What this task involves: Copy each line of the listing below exactly.

Dataset extract:
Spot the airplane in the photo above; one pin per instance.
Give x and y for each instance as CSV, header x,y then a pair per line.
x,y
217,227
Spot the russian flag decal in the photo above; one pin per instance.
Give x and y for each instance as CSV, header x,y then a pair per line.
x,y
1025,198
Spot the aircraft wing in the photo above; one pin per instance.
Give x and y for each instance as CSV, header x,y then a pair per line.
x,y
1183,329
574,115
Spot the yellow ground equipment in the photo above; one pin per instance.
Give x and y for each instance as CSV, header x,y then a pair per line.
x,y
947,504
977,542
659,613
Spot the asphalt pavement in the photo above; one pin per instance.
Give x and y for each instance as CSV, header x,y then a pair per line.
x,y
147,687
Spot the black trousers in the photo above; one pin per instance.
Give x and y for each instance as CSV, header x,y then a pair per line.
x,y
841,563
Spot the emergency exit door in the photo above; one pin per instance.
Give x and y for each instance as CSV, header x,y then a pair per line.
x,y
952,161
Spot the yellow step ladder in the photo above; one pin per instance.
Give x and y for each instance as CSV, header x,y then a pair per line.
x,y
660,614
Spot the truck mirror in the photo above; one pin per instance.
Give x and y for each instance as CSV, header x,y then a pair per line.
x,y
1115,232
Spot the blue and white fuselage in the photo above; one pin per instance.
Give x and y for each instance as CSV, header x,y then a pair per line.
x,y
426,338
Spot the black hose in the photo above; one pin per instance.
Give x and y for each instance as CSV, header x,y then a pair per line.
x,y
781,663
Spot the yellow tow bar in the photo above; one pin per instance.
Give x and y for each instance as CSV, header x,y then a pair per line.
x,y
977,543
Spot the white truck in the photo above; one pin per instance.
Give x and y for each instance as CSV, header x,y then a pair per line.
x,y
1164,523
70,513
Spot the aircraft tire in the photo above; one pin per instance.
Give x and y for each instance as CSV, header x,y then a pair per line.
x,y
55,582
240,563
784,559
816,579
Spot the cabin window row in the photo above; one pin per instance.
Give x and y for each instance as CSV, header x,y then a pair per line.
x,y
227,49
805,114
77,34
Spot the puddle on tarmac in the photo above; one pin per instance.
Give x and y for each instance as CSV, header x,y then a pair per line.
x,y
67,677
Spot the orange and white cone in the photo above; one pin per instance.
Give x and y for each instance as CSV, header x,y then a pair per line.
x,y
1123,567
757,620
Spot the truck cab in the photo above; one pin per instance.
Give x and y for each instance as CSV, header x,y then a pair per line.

Solution to this task:
Spot the airplane in the photo above; one pin per instance.
Give x and y for each instance as CSV, header x,y then a pair per line.
x,y
217,227
Spot the russian flag decal in the photo above; one pin per instance.
Give x and y for each instance as CSV, header x,y then a pair per line.
x,y
1025,198
Spot the aircraft wing in the photo above; one pin per instance.
Give x and y for each instance as CSV, header x,y then a pair per line.
x,y
1183,329
574,115
Spot the yellow ground equipment in the photo above; one pin per instance.
Give x and y for each instance as CSV, header x,y then a pair per line.
x,y
947,504
977,542
659,613
Spot the asphalt pavement in the photo above; one pin per instance.
Give x and y for each instance as CSV, header x,y then a pair per line.
x,y
147,687
Spot the black trousers in the photo above; one pin per instance.
Give x and y for each instance as CSV, header x,y then a pair per line.
x,y
841,563
Spot the emergency exit door in the photo above; one pin per instance.
Give x and y for each instance as CSV, header x,y then a pair per line.
x,y
952,161
Spot the yellow step ladder in the photo above; one pin per instance.
Give x and y for each instance as CSV, header x,y then a pair per line.
x,y
660,614
Spot the truck mirror in the photo above; one pin per instance.
Give x and y for each instance as CSV, header x,y then a pair per line.
x,y
1115,232
Spot the blue and white fuselage in the photo above; one pin per instance.
Give x and y for each instance as CSV, header x,y then a pair per line.
x,y
426,338
Spot the black hose in the photo above; one pin per instance.
Give x and y for each instance as CSV, header x,y then a pair per line.
x,y
781,663
Spot the yellow tow bar in the photo above; one pin per instance.
Give x and y for each instance as CSV, header x,y then a pair per line.
x,y
977,543
Spot the white truck in the photo above; one pin per instance.
Give x and y for each instance as CSV, header x,y then a pair per line.
x,y
1164,523
70,513
Spot the aircraft tire in the photo above; one pin per instance.
Give x and y for each instance as CSV, header x,y then a pair per line.
x,y
55,582
240,563
784,559
816,579
Spot the cabin window row in the photo above; one pin per instance.
Give x and y for each instance as CSV, header x,y then a pair per line.
x,y
227,49
805,114
77,34
Spot the puddle on tarmac in the photo above; one pin per instance.
Give x and y for each instance as CSV, header x,y then a pair per line.
x,y
67,677
Spot the orange and white cone in the photo above; one pin per instance.
Give x and y for each instance as CSV, header x,y then a pair per line.
x,y
1123,567
757,620
Spot the truck cab in the photo above; one pin per instance.
Give x and y for each instance as CSV, header x,y then a pair per line.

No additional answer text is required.